### OBJECTIVE
Can you turn every line of the records below into a JSON list of strings, one string per line, with the blank lines left out?
— BEGIN RECORDS TO USE —
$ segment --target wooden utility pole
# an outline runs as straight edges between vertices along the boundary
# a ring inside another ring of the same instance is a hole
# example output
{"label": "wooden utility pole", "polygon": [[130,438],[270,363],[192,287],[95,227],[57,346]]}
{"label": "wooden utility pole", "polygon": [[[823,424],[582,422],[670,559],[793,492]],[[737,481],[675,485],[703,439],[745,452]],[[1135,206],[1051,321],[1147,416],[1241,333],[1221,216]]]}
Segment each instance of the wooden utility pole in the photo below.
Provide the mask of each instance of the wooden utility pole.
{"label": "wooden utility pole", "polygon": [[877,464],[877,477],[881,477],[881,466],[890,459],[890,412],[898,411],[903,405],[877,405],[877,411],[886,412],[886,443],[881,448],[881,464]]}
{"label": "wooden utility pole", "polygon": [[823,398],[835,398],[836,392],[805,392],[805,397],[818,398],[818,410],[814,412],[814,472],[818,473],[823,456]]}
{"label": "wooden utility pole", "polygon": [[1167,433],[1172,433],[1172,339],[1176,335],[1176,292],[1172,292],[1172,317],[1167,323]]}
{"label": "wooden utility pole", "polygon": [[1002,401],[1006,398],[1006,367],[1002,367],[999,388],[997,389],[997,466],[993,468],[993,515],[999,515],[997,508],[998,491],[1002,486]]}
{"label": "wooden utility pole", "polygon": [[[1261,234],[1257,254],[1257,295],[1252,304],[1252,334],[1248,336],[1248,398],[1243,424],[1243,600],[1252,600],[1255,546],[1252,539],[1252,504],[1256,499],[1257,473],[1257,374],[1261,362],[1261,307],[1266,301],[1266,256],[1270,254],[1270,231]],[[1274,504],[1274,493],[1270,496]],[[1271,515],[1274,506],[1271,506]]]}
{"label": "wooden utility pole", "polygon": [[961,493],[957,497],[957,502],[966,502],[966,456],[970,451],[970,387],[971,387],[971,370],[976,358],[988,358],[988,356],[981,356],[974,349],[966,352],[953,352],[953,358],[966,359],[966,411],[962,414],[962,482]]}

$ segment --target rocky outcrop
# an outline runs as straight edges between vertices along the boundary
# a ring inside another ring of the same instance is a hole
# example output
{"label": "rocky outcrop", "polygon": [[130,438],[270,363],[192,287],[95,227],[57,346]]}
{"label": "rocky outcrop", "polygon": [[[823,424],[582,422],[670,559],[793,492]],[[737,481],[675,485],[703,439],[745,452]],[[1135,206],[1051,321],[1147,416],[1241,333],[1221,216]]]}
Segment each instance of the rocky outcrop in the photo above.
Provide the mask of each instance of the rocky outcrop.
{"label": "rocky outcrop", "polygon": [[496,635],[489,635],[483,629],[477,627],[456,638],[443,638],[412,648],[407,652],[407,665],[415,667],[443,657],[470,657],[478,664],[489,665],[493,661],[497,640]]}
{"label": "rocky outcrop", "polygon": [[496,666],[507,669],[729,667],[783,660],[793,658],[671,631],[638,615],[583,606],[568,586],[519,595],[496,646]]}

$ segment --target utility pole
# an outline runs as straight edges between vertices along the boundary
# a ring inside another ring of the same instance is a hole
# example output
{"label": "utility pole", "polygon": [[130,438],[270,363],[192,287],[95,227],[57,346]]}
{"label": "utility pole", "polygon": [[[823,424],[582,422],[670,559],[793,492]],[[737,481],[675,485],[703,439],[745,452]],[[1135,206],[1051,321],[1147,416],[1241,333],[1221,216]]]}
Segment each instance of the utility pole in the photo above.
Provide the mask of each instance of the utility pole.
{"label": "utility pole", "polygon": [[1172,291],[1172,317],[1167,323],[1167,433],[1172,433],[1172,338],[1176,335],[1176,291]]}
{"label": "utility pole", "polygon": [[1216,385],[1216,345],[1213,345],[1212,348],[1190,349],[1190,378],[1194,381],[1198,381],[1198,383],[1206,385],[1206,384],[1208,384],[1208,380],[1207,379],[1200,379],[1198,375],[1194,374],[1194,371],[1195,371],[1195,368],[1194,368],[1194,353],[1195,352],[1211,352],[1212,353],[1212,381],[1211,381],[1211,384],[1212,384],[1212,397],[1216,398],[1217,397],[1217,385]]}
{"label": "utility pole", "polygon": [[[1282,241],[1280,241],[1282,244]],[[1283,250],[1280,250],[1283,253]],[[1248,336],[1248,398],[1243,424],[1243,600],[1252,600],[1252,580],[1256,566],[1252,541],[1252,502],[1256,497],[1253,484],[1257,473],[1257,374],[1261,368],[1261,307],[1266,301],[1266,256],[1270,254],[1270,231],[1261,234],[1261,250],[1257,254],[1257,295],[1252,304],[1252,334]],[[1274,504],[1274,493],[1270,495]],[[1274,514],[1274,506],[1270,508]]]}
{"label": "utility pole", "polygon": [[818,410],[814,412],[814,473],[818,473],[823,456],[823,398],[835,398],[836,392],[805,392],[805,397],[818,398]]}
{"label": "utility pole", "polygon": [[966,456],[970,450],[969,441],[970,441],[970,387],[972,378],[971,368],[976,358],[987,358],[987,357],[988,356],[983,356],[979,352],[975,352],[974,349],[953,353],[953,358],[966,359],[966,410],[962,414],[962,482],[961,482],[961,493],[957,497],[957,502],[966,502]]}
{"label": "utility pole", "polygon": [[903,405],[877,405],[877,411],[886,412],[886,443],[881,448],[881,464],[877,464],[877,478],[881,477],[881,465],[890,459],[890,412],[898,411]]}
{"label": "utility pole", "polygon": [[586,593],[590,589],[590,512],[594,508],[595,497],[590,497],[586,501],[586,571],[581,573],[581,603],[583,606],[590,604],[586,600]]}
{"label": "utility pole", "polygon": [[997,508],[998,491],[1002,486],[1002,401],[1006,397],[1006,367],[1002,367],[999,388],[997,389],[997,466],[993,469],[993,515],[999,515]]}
— END RECORDS TO USE —
### IN RESPONSE
[
  "$ segment --target wooden utility pole",
  "# an outline runs as straight edges between vertices along the boundary",
  "# a ring inside another ring of the same instance is a hole",
  "# example output",
  "{\"label\": \"wooden utility pole\", \"polygon\": [[130,438],[270,363],[192,287],[95,227],[57,346]]}",
  "{\"label\": \"wooden utility pole\", \"polygon\": [[[823,424],[582,422],[670,559],[793,492]],[[737,481],[675,485],[703,439],[745,452]],[[1135,206],[1051,321],[1147,416],[1241,333],[1221,216]]]}",
  "Segment each instance of the wooden utility pole in the photo below.",
  "Provide the mask of each instance of the wooden utility pole.",
  "{\"label\": \"wooden utility pole\", \"polygon\": [[877,464],[877,477],[881,477],[881,466],[890,459],[890,412],[898,411],[903,405],[877,405],[877,411],[886,412],[886,443],[881,448],[881,464]]}",
  "{\"label\": \"wooden utility pole\", \"polygon\": [[823,398],[835,398],[836,392],[805,392],[805,397],[818,398],[818,410],[814,412],[814,472],[818,473],[823,456]]}",
  "{\"label\": \"wooden utility pole\", \"polygon\": [[1167,433],[1172,433],[1172,339],[1176,335],[1176,292],[1172,292],[1172,317],[1167,323]]}",
  "{\"label\": \"wooden utility pole\", \"polygon\": [[1002,401],[1006,398],[1006,367],[1002,367],[999,388],[997,389],[997,466],[993,468],[993,515],[999,515],[997,508],[998,491],[1002,486]]}",
  "{\"label\": \"wooden utility pole\", \"polygon\": [[[1261,234],[1257,254],[1257,295],[1252,304],[1252,334],[1248,336],[1248,398],[1243,424],[1243,600],[1252,600],[1255,546],[1252,539],[1252,504],[1256,499],[1257,473],[1257,374],[1261,362],[1261,307],[1266,301],[1266,256],[1270,254],[1270,231]],[[1274,504],[1274,493],[1270,496]],[[1271,515],[1274,506],[1271,506]]]}",
  "{\"label\": \"wooden utility pole\", \"polygon\": [[961,493],[957,497],[957,502],[966,502],[966,456],[970,451],[970,387],[971,387],[971,370],[976,358],[988,358],[988,356],[981,356],[974,349],[966,352],[953,352],[953,358],[966,359],[966,411],[962,414],[962,482]]}",
  "$ segment --target rocky outcrop",
  "# an outline runs as straight edges between vertices along the boundary",
  "# a ring inside another ring of the same instance is a hole",
  "# example output",
  "{\"label\": \"rocky outcrop\", \"polygon\": [[130,438],[270,363],[192,287],[95,227],[57,346]]}",
  "{\"label\": \"rocky outcrop\", \"polygon\": [[[823,424],[582,422],[670,559],[793,492]],[[737,481],[675,485],[703,439],[745,452]],[[1135,206],[1051,321],[1147,416],[1241,333],[1221,216]]]}",
  "Segment each instance of the rocky outcrop in the photo above.",
  "Provide the mask of each instance of the rocky outcrop.",
  "{\"label\": \"rocky outcrop\", \"polygon\": [[496,635],[489,635],[483,629],[477,627],[456,638],[443,638],[412,648],[407,652],[407,665],[415,667],[443,657],[470,657],[478,664],[489,665],[493,661],[497,640]]}",
  "{\"label\": \"rocky outcrop\", \"polygon\": [[496,666],[507,669],[729,667],[783,660],[793,658],[671,631],[638,615],[583,606],[568,586],[519,595],[496,646]]}",
  "$ segment --target utility pole",
  "# an outline runs as straight edges between vertices along the boundary",
  "# a ring inside another ring of the same instance is a hole",
  "# example output",
  "{\"label\": \"utility pole\", \"polygon\": [[130,438],[270,363],[192,287],[95,227],[57,346]]}",
  "{\"label\": \"utility pole\", \"polygon\": [[[823,424],[582,422],[670,559],[793,492]],[[737,481],[675,485],[703,439],[745,452]],[[1135,206],[1051,321],[1147,416],[1241,333],[1221,216]]]}",
  "Segment each instance of the utility pole in the photo above.",
  "Provide the mask of each instance of the utility pole.",
  "{\"label\": \"utility pole\", \"polygon\": [[1172,291],[1172,317],[1167,323],[1167,433],[1172,433],[1172,338],[1176,335],[1176,291]]}",
  "{\"label\": \"utility pole\", \"polygon\": [[1216,385],[1216,345],[1213,345],[1212,348],[1190,349],[1190,378],[1194,381],[1198,381],[1198,383],[1206,385],[1206,384],[1208,384],[1208,380],[1207,379],[1200,379],[1198,375],[1194,374],[1194,371],[1195,371],[1195,368],[1194,368],[1194,353],[1195,352],[1211,352],[1212,353],[1212,381],[1211,381],[1211,384],[1212,384],[1212,397],[1216,398],[1217,397],[1217,385]]}",
  "{\"label\": \"utility pole\", \"polygon\": [[[1282,241],[1280,241],[1282,244]],[[1283,250],[1280,250],[1283,253]],[[1248,336],[1248,398],[1243,424],[1243,600],[1252,600],[1252,580],[1256,566],[1252,541],[1252,502],[1256,497],[1253,484],[1257,473],[1257,374],[1261,368],[1261,307],[1266,301],[1266,256],[1270,254],[1270,231],[1261,234],[1261,250],[1257,254],[1257,295],[1252,304],[1252,334]],[[1274,504],[1274,493],[1270,495]],[[1274,514],[1274,506],[1270,508]]]}",
  "{\"label\": \"utility pole\", \"polygon\": [[818,410],[814,412],[814,473],[818,473],[823,456],[823,398],[835,398],[836,392],[805,392],[805,397],[818,398]]}",
  "{\"label\": \"utility pole\", \"polygon\": [[966,456],[970,450],[969,441],[970,441],[970,387],[972,378],[971,368],[976,358],[987,358],[987,357],[988,356],[983,356],[979,352],[975,352],[974,349],[953,353],[953,358],[966,359],[966,410],[962,414],[962,482],[961,482],[961,493],[957,497],[957,502],[966,502]]}",
  "{\"label\": \"utility pole\", \"polygon\": [[903,405],[877,405],[877,411],[886,412],[886,443],[881,448],[881,464],[877,464],[877,478],[881,477],[881,465],[890,459],[890,412],[898,411]]}",
  "{\"label\": \"utility pole\", \"polygon\": [[586,593],[590,589],[590,512],[594,508],[595,497],[590,497],[586,501],[586,571],[581,573],[581,603],[583,606],[590,604],[586,600]]}",
  "{\"label\": \"utility pole\", \"polygon\": [[997,508],[998,491],[1002,486],[1002,401],[1006,397],[1006,367],[1002,367],[999,388],[997,389],[997,466],[993,469],[993,515],[999,515]]}"
]